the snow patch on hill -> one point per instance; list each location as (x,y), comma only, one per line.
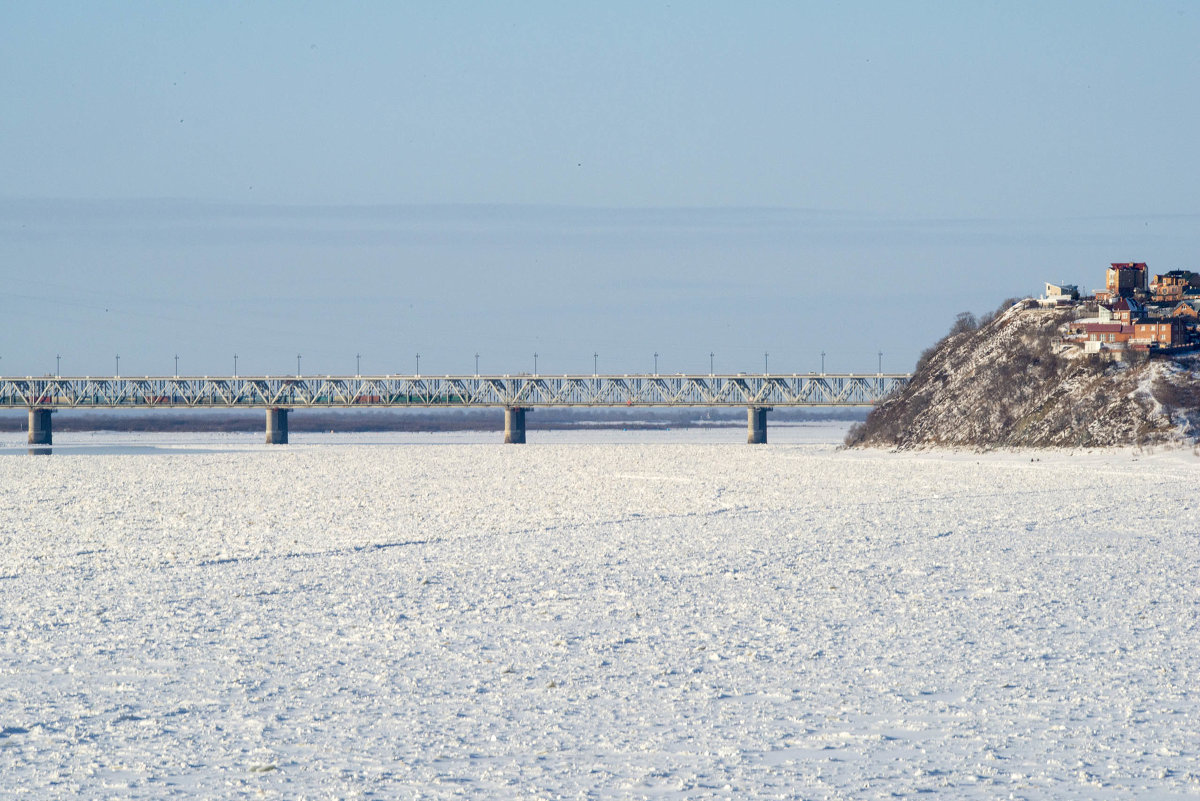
(1014,383)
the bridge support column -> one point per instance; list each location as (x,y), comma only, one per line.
(756,425)
(277,426)
(514,425)
(40,429)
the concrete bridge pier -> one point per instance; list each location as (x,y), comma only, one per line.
(514,425)
(40,429)
(277,426)
(756,425)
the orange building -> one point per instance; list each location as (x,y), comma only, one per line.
(1110,332)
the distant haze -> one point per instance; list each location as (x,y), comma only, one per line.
(570,179)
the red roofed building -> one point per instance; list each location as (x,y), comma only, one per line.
(1110,332)
(1164,332)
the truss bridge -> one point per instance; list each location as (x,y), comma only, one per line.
(515,393)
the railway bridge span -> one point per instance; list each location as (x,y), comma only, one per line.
(759,393)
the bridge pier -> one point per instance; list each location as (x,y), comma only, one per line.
(277,426)
(514,425)
(40,429)
(756,425)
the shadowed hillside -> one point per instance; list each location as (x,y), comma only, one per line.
(1009,381)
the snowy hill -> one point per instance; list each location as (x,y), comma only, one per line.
(1013,383)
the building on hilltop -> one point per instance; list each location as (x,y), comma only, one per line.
(1175,284)
(1059,295)
(1126,278)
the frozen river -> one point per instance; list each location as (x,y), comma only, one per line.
(598,614)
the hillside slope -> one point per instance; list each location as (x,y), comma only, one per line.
(1009,383)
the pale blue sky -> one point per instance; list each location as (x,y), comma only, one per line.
(265,179)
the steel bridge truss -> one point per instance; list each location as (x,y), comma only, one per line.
(459,391)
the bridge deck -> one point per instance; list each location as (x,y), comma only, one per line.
(459,391)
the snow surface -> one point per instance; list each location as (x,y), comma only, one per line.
(359,616)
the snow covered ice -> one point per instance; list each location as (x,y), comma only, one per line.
(665,615)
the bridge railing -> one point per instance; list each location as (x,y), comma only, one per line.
(465,391)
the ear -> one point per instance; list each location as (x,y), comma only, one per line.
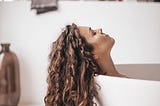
(95,57)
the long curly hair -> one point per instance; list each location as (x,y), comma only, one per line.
(71,71)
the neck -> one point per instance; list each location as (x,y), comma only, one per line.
(106,64)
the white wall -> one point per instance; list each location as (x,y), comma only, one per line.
(135,27)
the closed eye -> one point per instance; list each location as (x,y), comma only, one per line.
(93,32)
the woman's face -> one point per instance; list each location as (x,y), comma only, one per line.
(101,42)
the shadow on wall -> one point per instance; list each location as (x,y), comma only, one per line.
(140,71)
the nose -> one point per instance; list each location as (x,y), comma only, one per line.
(99,30)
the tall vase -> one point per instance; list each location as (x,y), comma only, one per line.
(9,77)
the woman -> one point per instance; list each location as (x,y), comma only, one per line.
(77,56)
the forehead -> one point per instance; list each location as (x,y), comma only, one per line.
(84,31)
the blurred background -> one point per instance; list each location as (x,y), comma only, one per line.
(135,26)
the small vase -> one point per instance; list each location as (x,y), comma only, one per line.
(9,77)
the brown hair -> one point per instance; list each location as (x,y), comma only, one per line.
(71,71)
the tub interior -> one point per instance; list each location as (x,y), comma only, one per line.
(140,71)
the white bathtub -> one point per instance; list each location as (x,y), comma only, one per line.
(140,90)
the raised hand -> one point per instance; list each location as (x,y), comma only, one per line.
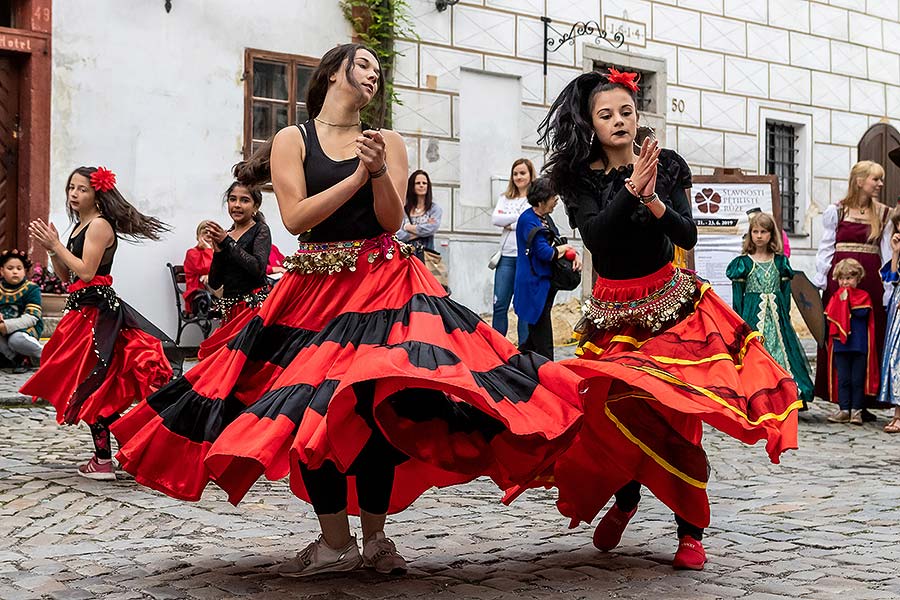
(215,232)
(45,235)
(645,167)
(370,150)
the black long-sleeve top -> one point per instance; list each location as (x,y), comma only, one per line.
(624,238)
(240,265)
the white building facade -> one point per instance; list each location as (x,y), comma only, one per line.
(162,99)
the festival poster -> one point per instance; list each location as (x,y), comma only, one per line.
(711,257)
(721,208)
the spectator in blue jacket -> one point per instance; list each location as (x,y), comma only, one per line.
(534,293)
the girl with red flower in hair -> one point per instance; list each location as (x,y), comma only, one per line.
(659,352)
(103,355)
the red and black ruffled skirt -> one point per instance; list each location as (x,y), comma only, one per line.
(447,390)
(235,314)
(81,380)
(647,394)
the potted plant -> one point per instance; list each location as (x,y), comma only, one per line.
(53,291)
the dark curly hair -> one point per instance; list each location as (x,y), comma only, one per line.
(256,170)
(567,132)
(124,218)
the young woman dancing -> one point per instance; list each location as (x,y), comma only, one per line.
(659,352)
(359,377)
(103,355)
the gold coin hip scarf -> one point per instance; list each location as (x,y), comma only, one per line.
(223,305)
(333,257)
(856,247)
(653,312)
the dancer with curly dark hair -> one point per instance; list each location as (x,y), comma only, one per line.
(659,352)
(103,355)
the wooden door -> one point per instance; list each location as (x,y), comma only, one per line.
(875,144)
(9,150)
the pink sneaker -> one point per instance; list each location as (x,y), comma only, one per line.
(609,530)
(690,555)
(100,471)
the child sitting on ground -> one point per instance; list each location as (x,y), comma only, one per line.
(20,312)
(852,360)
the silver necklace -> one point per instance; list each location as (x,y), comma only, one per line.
(337,124)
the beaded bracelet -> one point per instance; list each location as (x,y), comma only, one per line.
(631,187)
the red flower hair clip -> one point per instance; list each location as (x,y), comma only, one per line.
(626,79)
(103,179)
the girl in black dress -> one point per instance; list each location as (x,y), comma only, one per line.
(103,355)
(659,352)
(240,256)
(359,377)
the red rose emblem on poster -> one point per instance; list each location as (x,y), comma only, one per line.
(708,201)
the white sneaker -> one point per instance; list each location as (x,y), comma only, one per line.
(98,471)
(379,553)
(318,557)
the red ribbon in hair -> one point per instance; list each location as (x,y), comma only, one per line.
(103,179)
(626,79)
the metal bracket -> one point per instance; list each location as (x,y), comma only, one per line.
(591,28)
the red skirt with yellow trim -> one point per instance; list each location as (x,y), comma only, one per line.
(137,366)
(647,394)
(447,391)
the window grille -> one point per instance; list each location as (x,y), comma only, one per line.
(781,161)
(276,94)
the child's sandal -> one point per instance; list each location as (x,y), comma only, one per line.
(893,426)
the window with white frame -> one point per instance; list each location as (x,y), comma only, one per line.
(781,161)
(785,150)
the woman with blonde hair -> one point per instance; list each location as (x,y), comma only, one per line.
(855,227)
(761,295)
(511,203)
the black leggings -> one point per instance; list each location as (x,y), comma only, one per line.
(628,497)
(851,376)
(540,334)
(373,469)
(102,439)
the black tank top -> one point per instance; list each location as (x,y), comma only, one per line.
(355,219)
(76,247)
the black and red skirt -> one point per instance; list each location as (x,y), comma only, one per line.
(448,391)
(660,355)
(235,313)
(100,359)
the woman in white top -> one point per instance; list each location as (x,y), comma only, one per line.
(421,216)
(510,205)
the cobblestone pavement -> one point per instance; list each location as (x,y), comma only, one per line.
(823,524)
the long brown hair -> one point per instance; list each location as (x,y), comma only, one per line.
(763,221)
(862,170)
(511,190)
(125,219)
(256,171)
(411,199)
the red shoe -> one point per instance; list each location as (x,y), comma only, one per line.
(609,530)
(690,555)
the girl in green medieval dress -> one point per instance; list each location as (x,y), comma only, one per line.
(761,283)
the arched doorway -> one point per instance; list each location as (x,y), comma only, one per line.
(875,144)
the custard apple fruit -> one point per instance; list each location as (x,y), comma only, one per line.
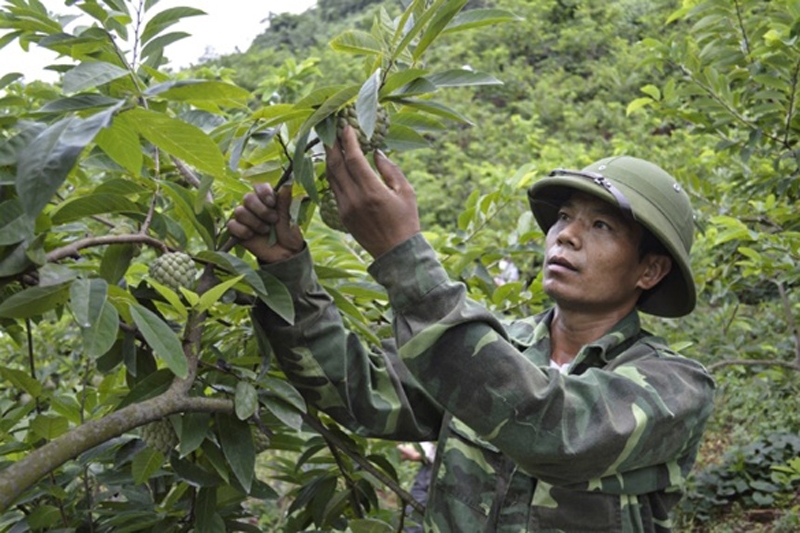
____
PROBLEM REQUIREMENTS.
Set the listing down again exactly, skipping each picture.

RESULT OF THE EXERCISE.
the snow patch on hill -> one point per instance; list each location as (x,y), comma only, one per line.
(1014,383)
the bridge support column -> one point per instance; list each location as (x,y), comma only, one per line.
(756,425)
(277,426)
(514,425)
(40,429)
the concrete bridge pier -> one point per instance; list each location as (x,y), comma only, one per line.
(514,425)
(40,429)
(277,426)
(756,425)
the orange building -> one point per instance; list each location as (x,y), comma only, one per line.
(1110,332)
the distant haze -> one point per instance; list each location as (x,y), comma only, one per line.
(570,179)
the red roofed building -> one point per instance; list each location as (x,y), comma only, one per line.
(1110,332)
(1164,332)
the truss bridge -> one point per instance; list each location as (x,y), comma only, one per line.
(515,393)
the railway bridge span -> one point per instance; list each location as (x,y), comma only, one per line.
(759,393)
the bridge pier -> one point per instance; list each location as (x,y), comma only, one per line.
(277,426)
(514,425)
(40,429)
(756,425)
the shadowed hillside -> one point per instance; list each location as (x,y), comma only, one per line.
(1009,381)
the snowy hill -> one point per instance; list each location as (x,y), comma only, one per line.
(1013,383)
the building on hilltop -> one point per instance; list each location as (x,y), comma only, one per line.
(1175,284)
(1059,295)
(1126,278)
the frozen river -> one point per instance; list each location as (x,y), comma only, one per line.
(598,614)
the hillside slope -> one point per instance; list each location as (x,y), comma only, one per line.
(1009,383)
the pale blue sky -> one point per instance; list each location as (x,y), comma only, one per line.
(265,179)
the steel bridge truss -> one point per instance; list each location as (x,y), comma only, one per line.
(459,391)
the bridge deck -> one point per instance; list each location as (x,y), comma only, one per line.
(459,391)
the snow surface -> one point per instance; list each location as (x,y), comma only, one per line.
(359,616)
the snow covered ice -> one point per instance; list each location as (x,y), comma only, one per line.
(665,615)
the bridge railing -> one point per instance; list each location as (x,y), comma only, one per line.
(465,391)
the ear -> one point per instance; list each location as (x,y), comma only, one per line.
(95,57)
the long curly hair -> one point per instance; list each location as (x,y), comma only, one per line.
(71,71)
the neck -> one point per instance; list each location as (x,y), comma only, one per line.
(106,64)
the white wall -> one point per instance; list each location as (x,y), comma only, one per line.
(135,27)
the closed eye -> one point per instance; list each location as (x,y), comma only, one per line.
(93,32)
the woman's face -> one point per instance; list each location as (x,y), comma only, one per line.
(101,42)
the shadow on wall -> one point per instance; list each location as (x,y), comma only, one per line.
(140,71)
the nose -> one point per instance; list each location as (x,y), comma only, one per line.
(99,30)
the tall vase -> one point per instance; list each location as (x,y), comma only, one per line.
(9,77)
the woman -> one point per instance; list each location as (x,y), comma only, one per line.
(77,56)
the forehead -> one point per instance; list each location as (x,y), comma only, one per line.
(84,31)
the blurred background -> one point per instance; list each location as (x,y), comma only, one per line.
(135,26)
the small vase -> one point per instance; list each location as (x,y), comma only, one per line.
(9,77)
the brown hair -> one point per instance; list each location as (x,y), comma only, one per line.
(71,71)
the tub interior -> one point per instance; list each location as (x,y), comma only, one per line.
(140,71)
the white bathtub -> one point per instance; list each location as (x,y), comma only, one per line.
(140,90)
the raised hand -> one point per instance; list each location as (x,y), comma only, one per line.
(215,232)
(45,235)
(645,167)
(370,150)
the black long-sleeve top -> one point per instance; list each location as (x,y), comma only, one per line.
(624,238)
(240,265)
the white building facade -> one point per instance; list each location as (x,y), comma only, one per line.
(162,99)
the festival poster -> one point per instance; list each location as (x,y), comma only, one per line.
(711,257)
(721,208)
the spectator in blue jacket -> one point per instance; list each location as (x,y), comma only, one per line.
(534,293)
the girl with red flower in hair -> one point per instance; list each location as (x,y), comma only, one per line.
(659,352)
(103,355)
the red and black ruffled skirt -> one point per instance; list each location as (x,y), comma only, one per line.
(447,390)
(235,314)
(81,380)
(647,394)
the potted plant -> one point per instance; list each location as (x,y), comma only, one per line.
(53,291)
the dark curly hair -> one point per instance; list each location as (x,y), comma only, one per line.
(256,170)
(567,132)
(124,218)
the young woman dancing -> one point per instance; list each location as (x,y), comma only, one per line.
(659,352)
(359,377)
(103,355)
the gold coin hip scarf -> one point per instance; list each location as (x,y), comma only, one per line.
(223,305)
(333,257)
(856,247)
(653,312)
the dancer with curly dark hair -> one point per instance; list each location as (x,y), comma only, one per line.
(659,352)
(103,355)
the wooden door -> one point per instance; list each location as (x,y), comma only, one per line.
(875,144)
(9,150)
the pink sneaker -> one point per instance; list each location as (x,y), comma only, one per line.
(609,530)
(690,555)
(100,471)
the child sitting on ground -> one point per instance; list each location as (x,y), comma only, one per line.
(20,312)
(852,360)
the silver necklace -> one point per instance; list each location as (x,y), comma only, one per line.
(337,124)
the beaded bracelet -> one point per instance; list each location as (x,y), comma only, one per line.
(631,187)
the red flower hair clip -> one point per instance; list each location as (x,y), comma only, one per line.
(626,79)
(103,179)
the girl in black dress -> one point per instance; list each location as (x,y), comma only, one per line.
(103,355)
(659,352)
(240,256)
(359,377)
the red rose emblem on poster -> one point per instance; list each location as (x,y), comma only, one per line.
(708,201)
the white sneaker -> one point per instance; list each location as (x,y), comma only, one per line.
(98,471)
(379,553)
(318,557)
the red ribbon in hair -> one point per instance; list each location as (x,y), comma only, one per line.
(103,179)
(626,79)
the metal bracket -> one point per instance; list each location as (x,y), comma only, one per line.
(591,28)
the red skirt with yellow trim -> one point per instance; list each location as (x,y), comma only, one per line.
(137,366)
(647,394)
(447,391)
the window grille -> one point per instance; list each location as (x,y), comma only, one per line.
(781,161)
(276,94)
the child's sandal -> one point per instance; list each location as (x,y), comma only, one per line.
(893,426)
the window with white frame -> one point per instance; list each location as (x,y), comma only, one per line.
(781,161)
(785,150)
the woman with blonde hair -> one point per instance; list each location as (x,y), comma only, one per line.
(855,227)
(761,295)
(511,203)
the black leggings -> one point per instance; list each location as (x,y), comma only, one per line.
(628,497)
(851,376)
(540,334)
(373,469)
(102,439)
the black tank top -> one point per instance; list each location as (x,y), comma only, one per line.
(355,219)
(76,247)
the black and red skirt -> one point per instance; list each location as (x,y), comma only, one per line.
(448,391)
(660,355)
(235,313)
(100,359)
the woman in white top -> one point per instance; list each location as (x,y), comma only, one per line.
(421,216)
(510,205)
the cobblestone pavement -> one point per instance; list each location as (x,y), comma only, one per line.
(823,524)
the long brown hair -> one point per instance; list each location as (x,y), comma only, one per line.
(763,221)
(862,170)
(511,190)
(125,219)
(256,171)
(411,199)
the red shoe -> one point per instance; list each location as (x,y), comma only, one per line.
(609,530)
(690,555)
the girl in green medieval dress -> one point per instance; list each location as (x,y), comma only, one per line.
(761,283)
the arched doorway -> one point per instance; list each location as (x,y), comma only, one per line.
(875,144)
the custard apple fruit -> one point per instance; list each location as (x,y), comma only, one per line.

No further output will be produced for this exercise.